EXTRACT PROVIDED START
By Brandi Wylie ’24
Wofford College’s Chandler Dickert ’23, Nathan Faulstich ’23 and Dr. Geoffrey Mitchell will present research that could impact future generations of coral reef research at the Society for Integrative and Comparative Biology meeting in Austin, Texas, from Jan. 3-7.
Dickert and Faulstich are biology majors and Mitchell is associate professor of biology. They’ve spent the past two summers researching coral reef bleaching through a three-year grant from the National Science Foundation (NSF).
“We are looking at the cell cycle and the coral cells themselves,” says Faulstich, who is on the biology department’s pre-medicine track and is from Lake City, Florida. “We know that they divide at a certain rate over time, so we can manipulate factors, such as the availability of nutrients, and we can see how the cycle changes.”
This will be Dickert’s first time presenting his research, and he has prepared a poster presentation explaining the procedures and findings of his flow cytometry protocol.
His protocol failed 35 times during the summer experiment, but Mitchell says he kept working through the process until he succeeded.
“This technique will prove to be very useful in the field, and I am particularly hopeful to use it during my sabbatical in the spring when I go to the Australia Institute for Marine Science,” Mitchell says. “They are interested in using the technique to answer some of their questions.”
Dickert’s experience and the results that have come from his work in the lab have caused a newfound love for research and a change in future goals.
“I first sought research opportunities with Dr. Mitchell as just a way of finding something to do the summer between my sophomore and junior years,” says Dickert, who also is an environmental studies minor from Newberry, South Carolina. “Now I’ve gathered the idea that I want to do something similar to this throughout graduate school and beyond.”
Faulstich will give a talk on some of the data that they have now quantified in Mitchell’s bioinformatics class, providing a summation of the past two years of research and hopefully impacting future scientists who wish to participate in similar studies.
“For our protocol, we have to read research papers and modify what other researchers are doing to get it to work best in our lab,” Faulstich says. “I hope other people will do the same thing with us.”
Although Faulstich presented at the Southern Conference Undergraduate Research Forum (SURF), he says he’s nervous about the makeup of the audience for the January conference.
“It’s a little nerve-wracking because, when I was here presenting at SURF, my parents and Dr. Mitchell were in the audience,” Faulstich says. “When I give this talk, it will be 40 Ph.D. cellular and molecular biologists who are experts in the field.”
Mitchell says there will be many coral reef cell biologists in the audience but that he has full confidence in his students’ abilities to perform and to share their findings.
“I am nervous for them but am also totally confident that they’ll do an awesome job,” Mitchell says. “I’ve seen the time they’ve put in on the project.”
EXTRACT PROVIDED END
WHAT YOU ARE ASKED TO DO
Please summarize the article on Wofford College's coral reef research in two sentences. The listing after this point is separate material, apart from the article.
PROVIDED MATERIAL START
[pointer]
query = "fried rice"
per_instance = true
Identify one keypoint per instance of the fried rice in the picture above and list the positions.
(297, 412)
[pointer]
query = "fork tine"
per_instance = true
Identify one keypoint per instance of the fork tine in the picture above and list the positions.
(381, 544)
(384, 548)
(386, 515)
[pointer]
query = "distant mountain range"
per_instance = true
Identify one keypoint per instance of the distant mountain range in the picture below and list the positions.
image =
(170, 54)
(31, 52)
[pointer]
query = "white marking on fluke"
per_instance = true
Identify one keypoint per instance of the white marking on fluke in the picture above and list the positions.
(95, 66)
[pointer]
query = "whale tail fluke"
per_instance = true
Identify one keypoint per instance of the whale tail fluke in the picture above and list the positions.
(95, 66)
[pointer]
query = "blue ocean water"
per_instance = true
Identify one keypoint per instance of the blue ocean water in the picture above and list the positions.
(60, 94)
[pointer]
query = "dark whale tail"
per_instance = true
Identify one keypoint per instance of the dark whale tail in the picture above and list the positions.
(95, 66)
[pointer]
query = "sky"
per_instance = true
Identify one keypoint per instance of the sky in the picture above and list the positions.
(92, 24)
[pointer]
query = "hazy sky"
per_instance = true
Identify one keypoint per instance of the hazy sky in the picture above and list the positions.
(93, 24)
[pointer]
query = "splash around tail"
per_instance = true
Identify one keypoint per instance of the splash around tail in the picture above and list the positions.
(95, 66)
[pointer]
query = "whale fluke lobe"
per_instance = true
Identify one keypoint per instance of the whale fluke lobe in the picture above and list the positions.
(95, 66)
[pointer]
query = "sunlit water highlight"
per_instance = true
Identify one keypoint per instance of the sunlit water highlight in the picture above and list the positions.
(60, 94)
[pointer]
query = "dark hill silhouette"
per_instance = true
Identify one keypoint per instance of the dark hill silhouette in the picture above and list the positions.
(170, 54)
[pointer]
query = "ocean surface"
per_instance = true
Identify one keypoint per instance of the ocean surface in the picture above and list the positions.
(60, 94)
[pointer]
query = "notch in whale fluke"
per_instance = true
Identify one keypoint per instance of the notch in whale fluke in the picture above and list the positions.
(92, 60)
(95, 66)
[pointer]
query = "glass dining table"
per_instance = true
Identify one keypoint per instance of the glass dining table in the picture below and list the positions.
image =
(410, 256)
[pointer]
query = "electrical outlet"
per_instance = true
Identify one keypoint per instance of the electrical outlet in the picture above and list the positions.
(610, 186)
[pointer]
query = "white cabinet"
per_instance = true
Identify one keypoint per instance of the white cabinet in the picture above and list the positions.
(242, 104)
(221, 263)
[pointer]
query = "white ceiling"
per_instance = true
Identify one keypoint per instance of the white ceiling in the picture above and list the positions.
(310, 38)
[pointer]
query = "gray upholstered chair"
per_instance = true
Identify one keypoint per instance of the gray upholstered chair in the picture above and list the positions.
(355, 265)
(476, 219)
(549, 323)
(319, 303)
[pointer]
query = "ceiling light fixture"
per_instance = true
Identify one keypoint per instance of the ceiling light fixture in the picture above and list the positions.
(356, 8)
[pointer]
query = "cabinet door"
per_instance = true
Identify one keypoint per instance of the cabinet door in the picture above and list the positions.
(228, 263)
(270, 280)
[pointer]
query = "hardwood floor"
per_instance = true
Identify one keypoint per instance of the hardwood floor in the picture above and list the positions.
PROVIDED MATERIAL END
EXERCISE RESULT
Wofford College biology majors Chandler Dickert and Nathan Faulstich and associate professor Dr. Geoffrey Mitchell will present their coral reef bleaching research, funded by a National Science Foundation grant, at the Society for Integrative and Comparative Biology meeting in Austin, Texas, from Jan. 3-7. Dickert will present a poster on his flow cytometry protocol, which failed 35 times before he succeeded, and Faulstich will give a talk summing up two years of data before an audience of expert cellular and molecular biologists.